**WORK INSTRUCTIONS**
Lay out every line of the material below as a JSON list of strings, one string per line, omitting blank lines. Leave the pictures out of the list.

**Records on where objects are located**
═══

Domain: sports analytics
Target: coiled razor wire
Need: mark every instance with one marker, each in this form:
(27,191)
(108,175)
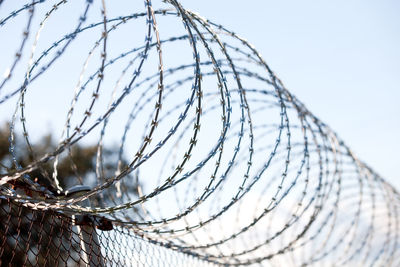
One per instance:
(225,165)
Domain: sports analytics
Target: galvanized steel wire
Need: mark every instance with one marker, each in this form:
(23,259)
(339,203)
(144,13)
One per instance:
(230,168)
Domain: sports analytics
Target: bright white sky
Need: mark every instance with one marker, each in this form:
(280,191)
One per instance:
(341,58)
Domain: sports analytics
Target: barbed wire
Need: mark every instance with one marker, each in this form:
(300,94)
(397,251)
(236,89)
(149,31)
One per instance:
(225,164)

═══

**FINAL RESULT**
[
  "Domain: sports analytics",
  "Target: coiled razor wire",
  "Need: mark every instance with one marker, each in this form:",
  "(27,191)",
  "(108,175)",
  "One per instance:",
  "(225,165)",
  "Domain: sports analytics",
  "Target: galvanized steel wire",
  "Need: mark every instance with one marker, each in this form:",
  "(23,259)",
  "(339,203)",
  "(144,13)",
  "One per instance:",
  "(230,168)",
  "Domain: sports analytics",
  "Target: bright white sky",
  "Need: mark every instance with one marker, each in this form:",
  "(280,191)",
  "One per instance:",
  "(341,58)",
  "Domain: sports analytics",
  "Target: barbed wire",
  "Need: mark every instance with one marker, each in this form:",
  "(300,94)",
  "(397,251)",
  "(236,89)",
  "(149,31)",
  "One per instance:",
  "(225,164)"
]